◆ Excerpted passage ◆

Source: https://hackaday.io/project/25406-wild-thumper-based-ros-robot/log/152597-follow-me-part-4

I also ran into numerous issues, and had to do some careful isolation and checking the role pairs to ensure that the carts do not connect to each other and then send their distance to the Raspberry Pi (we should only want distance to shopper). I rewrote the session startup flow such that  each iPhone broadcast its role (cartLeft, cartRight, or shopper), and then checking that the interaction is a valid iteration (not cartLeft-cartRight) BEFORE creating an NI session, exchanging tokens and beginning to range. I also limited the cartLeft and cartRight roles such that they are only advertising and never browsing. Only the shopper is browsing for new connections.

I also helped with improving the stability of the cart and debugging the path-finding. We paired UWB distance measurements based on timestamps to reduce using stale data, and we are also very actively working on integrating the LiDAR such that the robot is able to navigate around obstacles.

I would say that the UWB subsystem is pretty much complete and on schedule. I want to do more work on the mobile app, including implementing cart controls (ie: start, stop, connect, reconnect, disconnect) on the shopper side. Additionally, I will also be tuning the obstacle avoidance behavior.

This week, I made a lot of progress on the navigation functionality and determining the direction/relative angle from one iPhone to the other (required for enabling the robot to follow the person). After several attempts to use UWB direction vectors (described in previous status reports), I implemented a GPS-based solution. Each iPhone gathers its own GPS coordinates and compass heading while also receiving the peer device’s GPS data. Using these values, I compute the bearing from my phone to the peer phone and then subtract my own heading to obtain an angle between -180° and 180°. This relative angle is packaged into a JSON message and sent through a UDP pipeline to the Raspberry Pi (currently my laptop during testing). On the Python side, I updated the listener to parse these new messages, pass the values to the robot controller, and also filter incoming packets to ensure that only commands from the intended iPhone are used. I integrated this with the whole robot system, watched the motors turn left and right based on the iPhones’ positions and read the live terminal logs, which show the relative angle updating in real time. A reason I had not used GPS earlier is that it is inaccurate indoors. Based on the terminal logs, it is, on average, accurate within 5-10 meters. For now, this will need to work.

◆ Provided data ◆
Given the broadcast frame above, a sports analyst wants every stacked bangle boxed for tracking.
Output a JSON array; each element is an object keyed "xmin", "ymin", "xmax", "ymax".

◆ What you are asked to do ◆
Answer these from the robot status report above:
1. Which roles are restricted to advertising and never browsing?
2. In what form, and over what channel, is the relative angle sent to the Raspberry Pi?
3. According to the terminal logs, how accurate is GPS on average?

◆ Output ◆
1. The cartLeft and cartRight roles.
2. As a JSON message sent through a UDP pipeline.
3. Within 5-10 meters.